*** Opening GIVEN RECORDS ***

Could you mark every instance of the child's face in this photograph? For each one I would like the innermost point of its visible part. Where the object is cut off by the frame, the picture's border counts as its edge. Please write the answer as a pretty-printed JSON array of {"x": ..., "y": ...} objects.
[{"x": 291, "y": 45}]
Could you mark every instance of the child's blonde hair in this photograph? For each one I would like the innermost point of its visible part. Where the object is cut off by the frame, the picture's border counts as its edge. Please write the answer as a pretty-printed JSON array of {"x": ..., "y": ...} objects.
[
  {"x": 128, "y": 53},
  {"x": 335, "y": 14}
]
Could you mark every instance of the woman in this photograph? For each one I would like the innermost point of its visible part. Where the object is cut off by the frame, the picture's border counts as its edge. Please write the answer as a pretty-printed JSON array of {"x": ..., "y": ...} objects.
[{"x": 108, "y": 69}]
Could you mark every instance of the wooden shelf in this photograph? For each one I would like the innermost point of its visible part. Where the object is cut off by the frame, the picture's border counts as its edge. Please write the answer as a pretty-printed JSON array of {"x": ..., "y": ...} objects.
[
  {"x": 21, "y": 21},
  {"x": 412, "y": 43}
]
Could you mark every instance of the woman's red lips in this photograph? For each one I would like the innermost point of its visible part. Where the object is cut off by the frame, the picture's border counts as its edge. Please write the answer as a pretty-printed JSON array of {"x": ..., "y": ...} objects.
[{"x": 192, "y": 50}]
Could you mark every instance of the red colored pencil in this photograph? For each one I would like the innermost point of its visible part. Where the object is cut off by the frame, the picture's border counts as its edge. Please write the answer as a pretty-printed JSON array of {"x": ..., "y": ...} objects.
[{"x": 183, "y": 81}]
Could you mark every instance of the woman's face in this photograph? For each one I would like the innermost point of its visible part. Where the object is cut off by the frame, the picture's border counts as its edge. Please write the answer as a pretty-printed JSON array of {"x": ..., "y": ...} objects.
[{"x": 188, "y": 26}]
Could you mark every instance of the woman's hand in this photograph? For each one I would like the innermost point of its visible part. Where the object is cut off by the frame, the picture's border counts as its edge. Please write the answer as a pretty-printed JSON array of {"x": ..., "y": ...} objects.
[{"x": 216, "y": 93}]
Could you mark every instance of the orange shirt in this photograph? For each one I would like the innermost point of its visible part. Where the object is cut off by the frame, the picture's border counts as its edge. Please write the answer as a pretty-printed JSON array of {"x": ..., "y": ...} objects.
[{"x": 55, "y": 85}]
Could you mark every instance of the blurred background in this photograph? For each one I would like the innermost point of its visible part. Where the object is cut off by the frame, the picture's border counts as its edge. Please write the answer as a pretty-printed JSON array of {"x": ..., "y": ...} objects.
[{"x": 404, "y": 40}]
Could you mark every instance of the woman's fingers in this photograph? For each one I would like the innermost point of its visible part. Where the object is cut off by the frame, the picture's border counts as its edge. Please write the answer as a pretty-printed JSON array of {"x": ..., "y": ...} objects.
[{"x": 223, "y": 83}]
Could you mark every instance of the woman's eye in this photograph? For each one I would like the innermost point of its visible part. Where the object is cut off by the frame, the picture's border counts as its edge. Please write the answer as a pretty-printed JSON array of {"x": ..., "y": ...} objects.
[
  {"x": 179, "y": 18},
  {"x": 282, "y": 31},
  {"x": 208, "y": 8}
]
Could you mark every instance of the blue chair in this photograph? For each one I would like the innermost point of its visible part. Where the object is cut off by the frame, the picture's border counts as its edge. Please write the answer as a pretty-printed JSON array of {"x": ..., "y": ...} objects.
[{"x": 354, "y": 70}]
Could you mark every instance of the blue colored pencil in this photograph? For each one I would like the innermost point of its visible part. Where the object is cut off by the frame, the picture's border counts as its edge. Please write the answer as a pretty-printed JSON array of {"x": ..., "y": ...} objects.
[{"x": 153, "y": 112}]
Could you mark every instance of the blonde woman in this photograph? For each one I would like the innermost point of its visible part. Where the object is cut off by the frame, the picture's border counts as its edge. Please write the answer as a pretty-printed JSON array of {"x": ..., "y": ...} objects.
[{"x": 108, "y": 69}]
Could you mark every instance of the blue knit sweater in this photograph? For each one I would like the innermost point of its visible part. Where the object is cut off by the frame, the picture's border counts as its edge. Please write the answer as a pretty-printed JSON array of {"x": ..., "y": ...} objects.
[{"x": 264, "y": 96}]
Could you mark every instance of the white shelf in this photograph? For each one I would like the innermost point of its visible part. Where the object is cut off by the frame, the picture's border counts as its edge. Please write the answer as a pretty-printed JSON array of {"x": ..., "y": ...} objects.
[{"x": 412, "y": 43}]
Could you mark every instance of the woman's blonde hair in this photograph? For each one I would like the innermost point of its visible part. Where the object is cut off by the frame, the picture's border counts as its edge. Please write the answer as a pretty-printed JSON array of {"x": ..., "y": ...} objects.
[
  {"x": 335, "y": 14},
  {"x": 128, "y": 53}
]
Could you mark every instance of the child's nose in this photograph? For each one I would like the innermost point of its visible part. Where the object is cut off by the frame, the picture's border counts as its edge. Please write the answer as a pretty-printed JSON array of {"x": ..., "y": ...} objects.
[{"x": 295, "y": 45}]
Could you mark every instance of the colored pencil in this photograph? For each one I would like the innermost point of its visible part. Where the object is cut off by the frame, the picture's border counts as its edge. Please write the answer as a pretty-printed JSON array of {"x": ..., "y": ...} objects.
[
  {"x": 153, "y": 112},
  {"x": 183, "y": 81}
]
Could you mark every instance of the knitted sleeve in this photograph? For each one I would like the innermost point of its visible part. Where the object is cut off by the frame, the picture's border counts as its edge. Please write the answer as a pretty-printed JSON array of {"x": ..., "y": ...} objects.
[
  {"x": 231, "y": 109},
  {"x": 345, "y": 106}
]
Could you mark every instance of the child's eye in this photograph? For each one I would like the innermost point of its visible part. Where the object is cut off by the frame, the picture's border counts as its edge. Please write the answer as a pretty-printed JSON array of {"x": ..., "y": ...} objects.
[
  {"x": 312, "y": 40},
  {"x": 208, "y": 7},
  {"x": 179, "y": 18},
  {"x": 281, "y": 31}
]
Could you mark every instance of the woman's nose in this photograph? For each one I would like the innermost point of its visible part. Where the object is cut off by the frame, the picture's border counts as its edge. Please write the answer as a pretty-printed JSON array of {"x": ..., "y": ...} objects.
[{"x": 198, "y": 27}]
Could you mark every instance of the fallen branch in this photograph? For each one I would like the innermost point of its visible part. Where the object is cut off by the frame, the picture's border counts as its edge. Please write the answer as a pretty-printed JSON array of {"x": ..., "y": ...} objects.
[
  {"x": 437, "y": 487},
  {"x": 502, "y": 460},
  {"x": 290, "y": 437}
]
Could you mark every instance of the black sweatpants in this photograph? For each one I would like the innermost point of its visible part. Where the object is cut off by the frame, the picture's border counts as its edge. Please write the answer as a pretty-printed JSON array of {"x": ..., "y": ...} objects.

*** Closing GIVEN RECORDS ***

PROBLEM DESCRIPTION
Every line of the material must be given again exactly.

RESULT OF THE TASK
Could you mark every instance of the child's face in this photograph? For each one I would like the innermost point of its visible part. Where the object is cut off by the frame, the picture's border counts as its edge. Please write the answer as a pretty-printed JSON array of {"x": ..., "y": ...} objects.
[{"x": 291, "y": 45}]
Could you mark every instance of the child's blonde hair in this photograph? For each one I would like the innermost point of its visible part. Where the object is cut off by the frame, the picture's border counts as its edge. Please write the answer as a pretty-printed JSON array of {"x": ..., "y": ...} objects.
[
  {"x": 128, "y": 53},
  {"x": 335, "y": 14}
]
Could you mark every instance of the woman in this photograph? For each one I would like the innermost point of its visible part. Where the object is cut off by the frame, the picture's border counts as its edge. Please write the answer as a pretty-printed JSON array of {"x": ..., "y": ...} objects.
[{"x": 108, "y": 69}]
Could you mark every instance of the wooden shelf in this photograph? For each one I would like the innermost point of its visible part. Where the object is cut off by the frame, the picture's border counts as its edge. Please write the answer as a pretty-printed JSON array of {"x": ..., "y": ...} objects.
[
  {"x": 21, "y": 21},
  {"x": 412, "y": 43}
]
Could you mark every instance of the woman's red lips in this photograph? For each one I would like the innermost point of its visible part. Where the object is cut off by the frame, the picture's border counts as its edge. Please write the answer as a pretty-printed JSON array of {"x": ..., "y": ...} objects.
[{"x": 192, "y": 50}]
Could you mark every instance of the red colored pencil in this photograph? For each one I would like the innermost point of its visible part. Where the object is cut off by the frame, the picture's border counts as its edge. Please write the answer as a pretty-printed JSON array of {"x": ..., "y": ...} objects.
[{"x": 183, "y": 81}]
Could you mark every instance of the woman's face in this photograph? For each one I would like the innermost point of its visible part. Where the object is cut off by the frame, the picture's border counts as its edge. Please write the answer as a pretty-printed JSON array of {"x": ..., "y": ...} objects.
[{"x": 188, "y": 26}]
Could you mark every instance of the woman's hand in this photograph? For each one I would like the innermost point of its visible part. Where the object is cut off by the frame, the picture's border counts as its edge. Please write the answer as a pretty-printed JSON array of {"x": ..., "y": ...} objects.
[{"x": 216, "y": 93}]
Could you mark every instance of the orange shirt in this photograph? For each one I would like the innermost point of its visible part. Where the object is cut off by the frame, the picture's border counts as its edge. Please write the answer as a pretty-printed JSON array of {"x": ..., "y": ...} objects.
[{"x": 55, "y": 85}]
Could you mark every instance of the blurred background in this photograph? For each one I would like the innermost point of its visible part. Where the object is cut off by the frame, the picture's border counts as its edge. Please write the answer as a pretty-printed JSON array of {"x": ..., "y": ...} objects.
[{"x": 404, "y": 40}]
Could you mark every instance of the woman's fingers in this photograph? For each one I would like the innermost point of its visible part. Where the object is cut off by the frame, the picture's border counts as its edge. Please write the answer as a pretty-printed JSON array of {"x": ..., "y": ...} objects.
[{"x": 223, "y": 83}]
Could you mark every instance of the woman's eye in this photograph? For each one I would like the innermost point of its visible part. Where the object is cut off by the frame, the picture's border counts as its edge. Please write the answer as a pretty-printed JSON array of {"x": ..., "y": ...} objects.
[
  {"x": 179, "y": 18},
  {"x": 282, "y": 31},
  {"x": 208, "y": 8}
]
Could you mark every instance of the blue chair in this photograph? For each one I would like the innermost point of its visible part. Where the object is cut off by the frame, the picture's border counts as its edge. Please write the answer as a pretty-printed JSON array of {"x": ..., "y": ...} objects.
[{"x": 354, "y": 70}]
Could you mark every instance of the blue colored pencil in this photograph? For each one I would like the innermost point of its visible part. Where the object is cut off by the frame, the picture's border counts as its edge. Please write the answer as a pretty-printed JSON array of {"x": ..., "y": ...} objects.
[{"x": 153, "y": 112}]
Could you mark every instance of the blonde woman in this photograph? For each one I would like the innermost point of its visible part. Where the object is cut off by the frame, the picture's border counts as its edge. Please write the answer as a pretty-printed JSON array of {"x": ..., "y": ...} objects.
[{"x": 108, "y": 69}]
Could you mark every instance of the blue knit sweater in this photograph? For each one I would like the innermost point of its visible part. Where the object is cut off by the frame, the picture's border counts as its edge. Please write the answer as a pretty-printed JSON array of {"x": ..., "y": ...} objects.
[{"x": 264, "y": 96}]
Could you mark every instance of the white shelf in this photograph? For each one I would like the innermost point of its visible part. Where the object is cut off by the frame, the picture's border counts as its edge. Please write the answer as a pretty-printed JSON array of {"x": ..., "y": ...} objects.
[{"x": 412, "y": 43}]
Could you mark every instance of the woman's blonde hair in this photograph? For each one I would like the innermost point of its visible part. Where the object is cut off by the frame, the picture's border counts as its edge. Please write the answer as a pretty-printed JSON array of {"x": ..., "y": ...} objects.
[
  {"x": 335, "y": 14},
  {"x": 128, "y": 53}
]
Could you mark every instance of the child's nose in this photograph? For each one I would like the innermost point of its visible part. Where the object is cut off by the frame, the picture's border counts as its edge. Please write the answer as a pretty-printed JSON array of {"x": ..., "y": ...} objects.
[{"x": 295, "y": 45}]
Could you mark every instance of the colored pencil in this photograph? For each one I would like the innermost point of its visible part. Where the object is cut off by the frame, the picture's border counts as its edge. Please write the answer as a pretty-printed JSON array of {"x": ..., "y": ...} objects.
[
  {"x": 153, "y": 112},
  {"x": 183, "y": 81}
]
Could you mark every instance of the knitted sleeve in this photograph? For each one I would like the innermost point of its visible part. Where the object is cut off by the frame, the picture's border counts as its edge. Please write the answer as a pretty-printed JSON array of {"x": ..., "y": ...} objects.
[
  {"x": 231, "y": 109},
  {"x": 345, "y": 106}
]
Could you mark every instance of the child's eye in this photograph? For each one I would like the innermost point of its visible part. Where the object is cut off by the frame, the picture's border counts as its edge. Please write the answer as a pretty-printed JSON array of {"x": ..., "y": ...} objects.
[
  {"x": 312, "y": 40},
  {"x": 208, "y": 7},
  {"x": 179, "y": 18},
  {"x": 281, "y": 31}
]
Could you mark every instance of the woman's nose in this photograph? For each one I would like the innermost point of its visible part. Where the object is cut off by the frame, the picture's border counts as its edge. Please write the answer as a pretty-printed JSON array of {"x": ..., "y": ...} objects.
[{"x": 198, "y": 27}]
Could you mark every instance of the fallen branch in this photograph? For each one I would like the innermost point of its visible part. Where the object is cut off by the frame, the picture's border counts as its edge. Please write the answer as a pretty-printed JSON array of {"x": ..., "y": ...} objects.
[
  {"x": 437, "y": 487},
  {"x": 502, "y": 460},
  {"x": 290, "y": 437}
]
Could you mark every instance of the black sweatpants in this photograph? For each one I would like the innermost point of its visible part. Where the object is cut off by the frame, the picture's border counts as its edge. Please write the answer as a pretty-printed JSON array of {"x": ..., "y": ...} objects.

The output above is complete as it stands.